Instructions for the task
What must be returned is the number of lines in the records holding the word "then", with no other text.

(Stored data)

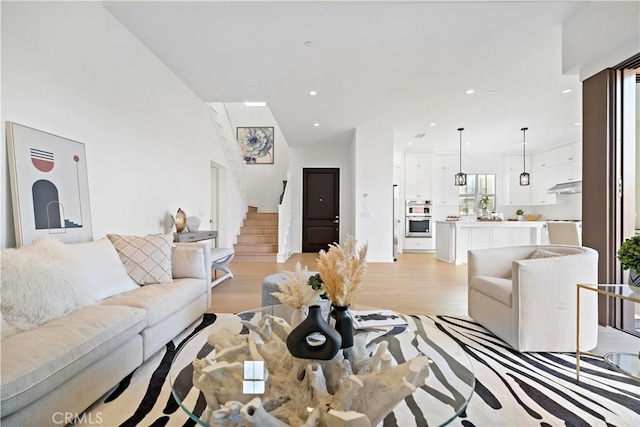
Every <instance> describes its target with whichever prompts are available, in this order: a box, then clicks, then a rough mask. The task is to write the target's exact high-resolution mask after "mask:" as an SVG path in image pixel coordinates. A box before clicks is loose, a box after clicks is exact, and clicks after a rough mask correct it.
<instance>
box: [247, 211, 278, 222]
mask: <svg viewBox="0 0 640 427" xmlns="http://www.w3.org/2000/svg"><path fill="white" fill-rule="evenodd" d="M247 219H270V220H275V221H277V220H278V213H277V212H249V213H247Z"/></svg>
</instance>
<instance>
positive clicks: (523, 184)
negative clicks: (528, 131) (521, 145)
mask: <svg viewBox="0 0 640 427" xmlns="http://www.w3.org/2000/svg"><path fill="white" fill-rule="evenodd" d="M520 130H521V131H522V173H521V174H520V185H529V184H530V183H531V177H530V176H529V174H528V173H527V169H526V167H525V162H526V148H525V147H526V146H527V141H526V135H527V130H529V128H522V129H520Z"/></svg>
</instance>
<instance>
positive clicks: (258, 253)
mask: <svg viewBox="0 0 640 427" xmlns="http://www.w3.org/2000/svg"><path fill="white" fill-rule="evenodd" d="M276 261H277V255H276V254H261V253H242V254H239V253H237V254H236V255H235V256H234V257H233V262H276Z"/></svg>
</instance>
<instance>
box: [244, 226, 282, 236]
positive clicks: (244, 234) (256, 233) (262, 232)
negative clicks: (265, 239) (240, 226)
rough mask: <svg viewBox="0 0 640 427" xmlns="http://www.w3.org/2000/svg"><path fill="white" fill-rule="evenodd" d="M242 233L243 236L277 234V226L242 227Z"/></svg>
mask: <svg viewBox="0 0 640 427" xmlns="http://www.w3.org/2000/svg"><path fill="white" fill-rule="evenodd" d="M240 234H242V235H243V236H249V235H259V236H265V235H267V236H277V235H278V228H277V227H242V229H241V230H240Z"/></svg>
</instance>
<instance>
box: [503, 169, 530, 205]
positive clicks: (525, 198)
mask: <svg viewBox="0 0 640 427" xmlns="http://www.w3.org/2000/svg"><path fill="white" fill-rule="evenodd" d="M521 173H522V171H520V170H514V171H509V172H505V179H506V180H507V182H506V185H505V193H504V197H505V199H503V201H504V204H505V205H510V206H526V205H529V204H531V185H520V174H521Z"/></svg>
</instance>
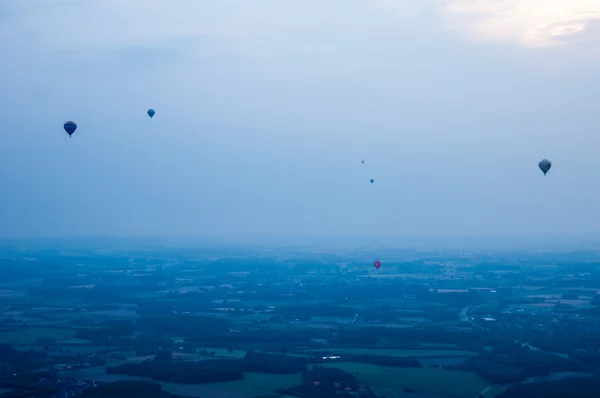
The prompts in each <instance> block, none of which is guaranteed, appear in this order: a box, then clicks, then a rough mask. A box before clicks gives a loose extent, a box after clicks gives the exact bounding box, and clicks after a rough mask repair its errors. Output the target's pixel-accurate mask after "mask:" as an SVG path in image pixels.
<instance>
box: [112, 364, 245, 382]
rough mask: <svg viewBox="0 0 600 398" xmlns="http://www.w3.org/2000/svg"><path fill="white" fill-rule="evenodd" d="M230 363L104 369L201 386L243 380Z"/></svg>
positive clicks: (239, 374) (141, 376)
mask: <svg viewBox="0 0 600 398" xmlns="http://www.w3.org/2000/svg"><path fill="white" fill-rule="evenodd" d="M231 362H234V361H229V360H225V359H215V360H207V361H199V362H175V363H169V364H166V363H161V362H155V361H152V362H146V363H140V364H132V363H127V364H122V365H118V366H114V367H108V368H106V373H109V374H124V375H128V376H139V377H148V378H151V379H153V380H157V381H169V382H173V383H185V384H203V383H217V382H222V381H235V380H243V379H244V372H242V371H241V370H239V369H235V367H233V368H232V367H231V366H230V365H231Z"/></svg>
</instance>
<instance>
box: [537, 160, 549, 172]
mask: <svg viewBox="0 0 600 398" xmlns="http://www.w3.org/2000/svg"><path fill="white" fill-rule="evenodd" d="M538 167H539V168H540V170H542V173H544V175H546V173H547V172H548V171H550V168H551V167H552V162H550V161H549V160H548V159H542V160H540V162H539V163H538Z"/></svg>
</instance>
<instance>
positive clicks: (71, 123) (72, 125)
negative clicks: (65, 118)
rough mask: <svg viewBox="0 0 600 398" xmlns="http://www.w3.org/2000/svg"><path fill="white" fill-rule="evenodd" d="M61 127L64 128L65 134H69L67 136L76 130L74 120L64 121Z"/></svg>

Result of this task
2